-------- Excerpt to read --------

Nostradamus and the world of insurance broking

Making predictions in this world is a particularly hazardous occupation.

Nostradamus springs to mind as someone with a monopoly on predicting the future but did he, really?

Nostradamus attended Avignon University but was forced to leave after just one year following an outbreak of an infectious disease. Sound familiar? Well, he didn’t see that coming.

Still, what goes around (in 1520) comes around (in 2020). The disease in question in 1520 was The Plague, for those of you who are wondering if Coronavirus has been around for a little longer than thought.

I much prefer the concept of being prepared for what might lie ahead. It is a simple case of ‘managing expectations’. In the business of risk and insurance broking, what lies ahead is largely determined by what has gone before.  And what has gone before in our world has proved to be extremely problematical for insurers.

 

Grenfell has caused many insurers of professional indemnity risks to exit the market.

--------

### Your goal
Edit the piece on Nostradamus and insurance broking from "Nostradamus attended Avignon" to "problematical for insurers.", putting "problematic" in place of "problematical".

-------- Extracted data --------

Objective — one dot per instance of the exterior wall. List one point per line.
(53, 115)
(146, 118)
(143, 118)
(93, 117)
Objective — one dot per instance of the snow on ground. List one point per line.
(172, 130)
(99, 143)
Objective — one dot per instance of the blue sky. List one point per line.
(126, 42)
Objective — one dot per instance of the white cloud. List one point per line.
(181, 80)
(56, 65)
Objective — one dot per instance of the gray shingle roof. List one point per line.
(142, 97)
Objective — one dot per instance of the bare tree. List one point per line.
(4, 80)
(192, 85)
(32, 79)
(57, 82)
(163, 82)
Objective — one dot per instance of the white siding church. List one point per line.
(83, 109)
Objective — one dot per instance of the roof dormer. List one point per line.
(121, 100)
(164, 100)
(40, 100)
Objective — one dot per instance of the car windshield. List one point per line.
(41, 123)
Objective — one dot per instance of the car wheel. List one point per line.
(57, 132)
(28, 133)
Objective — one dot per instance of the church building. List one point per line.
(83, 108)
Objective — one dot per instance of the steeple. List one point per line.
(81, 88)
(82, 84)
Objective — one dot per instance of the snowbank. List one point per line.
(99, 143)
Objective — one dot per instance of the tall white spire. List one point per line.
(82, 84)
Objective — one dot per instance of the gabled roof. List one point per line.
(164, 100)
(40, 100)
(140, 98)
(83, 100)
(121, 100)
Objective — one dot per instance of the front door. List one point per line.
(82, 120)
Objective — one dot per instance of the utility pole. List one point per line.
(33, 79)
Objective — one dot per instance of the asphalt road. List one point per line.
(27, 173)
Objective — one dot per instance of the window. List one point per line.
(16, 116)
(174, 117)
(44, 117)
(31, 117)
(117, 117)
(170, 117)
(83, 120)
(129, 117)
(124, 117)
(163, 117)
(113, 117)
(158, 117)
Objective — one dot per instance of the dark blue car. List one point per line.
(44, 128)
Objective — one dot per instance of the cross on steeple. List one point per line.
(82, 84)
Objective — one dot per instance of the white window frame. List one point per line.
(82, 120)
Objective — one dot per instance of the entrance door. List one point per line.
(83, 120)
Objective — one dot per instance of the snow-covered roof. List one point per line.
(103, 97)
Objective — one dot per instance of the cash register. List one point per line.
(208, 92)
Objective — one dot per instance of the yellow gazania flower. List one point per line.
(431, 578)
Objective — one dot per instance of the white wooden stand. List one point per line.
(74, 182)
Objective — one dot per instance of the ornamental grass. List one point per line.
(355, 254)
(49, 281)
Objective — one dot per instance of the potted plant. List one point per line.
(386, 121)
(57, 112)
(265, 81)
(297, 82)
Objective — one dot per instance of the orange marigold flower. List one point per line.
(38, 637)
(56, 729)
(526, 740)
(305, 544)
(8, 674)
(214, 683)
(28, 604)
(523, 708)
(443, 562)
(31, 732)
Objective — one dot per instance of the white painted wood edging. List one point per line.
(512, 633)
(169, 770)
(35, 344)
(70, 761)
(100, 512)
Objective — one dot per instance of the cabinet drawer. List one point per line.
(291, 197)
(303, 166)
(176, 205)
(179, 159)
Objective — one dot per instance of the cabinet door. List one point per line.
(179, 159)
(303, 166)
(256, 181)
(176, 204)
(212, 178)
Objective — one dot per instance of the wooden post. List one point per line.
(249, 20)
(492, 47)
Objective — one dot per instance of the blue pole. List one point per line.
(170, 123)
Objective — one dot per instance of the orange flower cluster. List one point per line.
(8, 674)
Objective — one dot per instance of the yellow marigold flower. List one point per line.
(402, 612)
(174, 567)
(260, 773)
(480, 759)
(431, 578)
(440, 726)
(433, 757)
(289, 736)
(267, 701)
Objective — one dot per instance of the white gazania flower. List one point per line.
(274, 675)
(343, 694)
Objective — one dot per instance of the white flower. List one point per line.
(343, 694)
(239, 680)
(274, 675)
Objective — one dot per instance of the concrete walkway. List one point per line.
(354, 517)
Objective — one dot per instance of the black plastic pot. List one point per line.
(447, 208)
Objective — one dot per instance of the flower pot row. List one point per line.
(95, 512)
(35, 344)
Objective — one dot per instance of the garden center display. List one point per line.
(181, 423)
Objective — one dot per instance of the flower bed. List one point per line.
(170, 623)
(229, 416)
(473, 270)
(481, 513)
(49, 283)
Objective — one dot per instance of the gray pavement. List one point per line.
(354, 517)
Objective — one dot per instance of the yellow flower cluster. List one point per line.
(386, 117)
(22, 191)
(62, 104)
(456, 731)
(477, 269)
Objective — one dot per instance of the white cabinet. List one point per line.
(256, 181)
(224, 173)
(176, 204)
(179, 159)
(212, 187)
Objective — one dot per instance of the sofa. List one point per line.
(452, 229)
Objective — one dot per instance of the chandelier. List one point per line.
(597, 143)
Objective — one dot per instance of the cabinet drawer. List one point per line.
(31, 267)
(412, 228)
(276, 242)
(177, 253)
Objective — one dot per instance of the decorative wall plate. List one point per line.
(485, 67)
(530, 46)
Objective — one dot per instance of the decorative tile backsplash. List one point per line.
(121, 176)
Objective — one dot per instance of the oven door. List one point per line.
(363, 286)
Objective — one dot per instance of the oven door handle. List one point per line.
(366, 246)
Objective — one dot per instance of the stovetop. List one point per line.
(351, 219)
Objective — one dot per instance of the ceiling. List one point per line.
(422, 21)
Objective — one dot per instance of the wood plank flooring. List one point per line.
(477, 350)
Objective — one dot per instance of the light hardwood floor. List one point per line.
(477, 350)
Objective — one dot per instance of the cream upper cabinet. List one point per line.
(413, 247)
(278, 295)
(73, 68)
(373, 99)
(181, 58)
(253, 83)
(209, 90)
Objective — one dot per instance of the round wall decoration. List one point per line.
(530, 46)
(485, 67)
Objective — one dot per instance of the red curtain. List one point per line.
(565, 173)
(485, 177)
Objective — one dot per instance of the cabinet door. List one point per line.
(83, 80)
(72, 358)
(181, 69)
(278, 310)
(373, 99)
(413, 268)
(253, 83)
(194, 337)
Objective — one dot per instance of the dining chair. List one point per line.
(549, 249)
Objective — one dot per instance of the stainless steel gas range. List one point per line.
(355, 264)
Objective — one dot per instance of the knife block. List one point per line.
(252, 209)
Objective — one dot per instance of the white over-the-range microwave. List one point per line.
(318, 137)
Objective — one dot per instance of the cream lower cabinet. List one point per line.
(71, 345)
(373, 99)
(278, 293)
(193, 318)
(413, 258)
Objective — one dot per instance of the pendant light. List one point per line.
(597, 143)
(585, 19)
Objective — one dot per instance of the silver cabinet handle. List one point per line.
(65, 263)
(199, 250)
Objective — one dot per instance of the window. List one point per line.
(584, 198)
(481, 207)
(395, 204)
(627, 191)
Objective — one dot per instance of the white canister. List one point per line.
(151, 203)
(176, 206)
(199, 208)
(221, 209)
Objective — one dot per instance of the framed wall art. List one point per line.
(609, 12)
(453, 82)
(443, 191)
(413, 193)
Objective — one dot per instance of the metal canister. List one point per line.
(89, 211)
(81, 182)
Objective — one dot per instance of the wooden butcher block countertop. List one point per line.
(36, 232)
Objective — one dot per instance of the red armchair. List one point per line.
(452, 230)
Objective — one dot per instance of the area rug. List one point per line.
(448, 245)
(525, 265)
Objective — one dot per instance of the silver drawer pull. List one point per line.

--------

### Written response
Nostradamus attended Avignon University but was forced to leave after just one year following an outbreak of an infectious disease. Sound familiar? Well, he didn’t see that coming.

Still, what goes around (in 1520) comes around (in 2020). The disease in question in 1520 was The Plague, for those of you who are wondering if Coronavirus has been around for a little longer than thought.

I much prefer the concept of being prepared for what might lie ahead. It is a simple case of ‘managing expectations’. In the business of risk and insurance broking, what lies ahead is largely determined by what has gone before.  And what has gone before in our world has proved to be extremely problematic for insurers.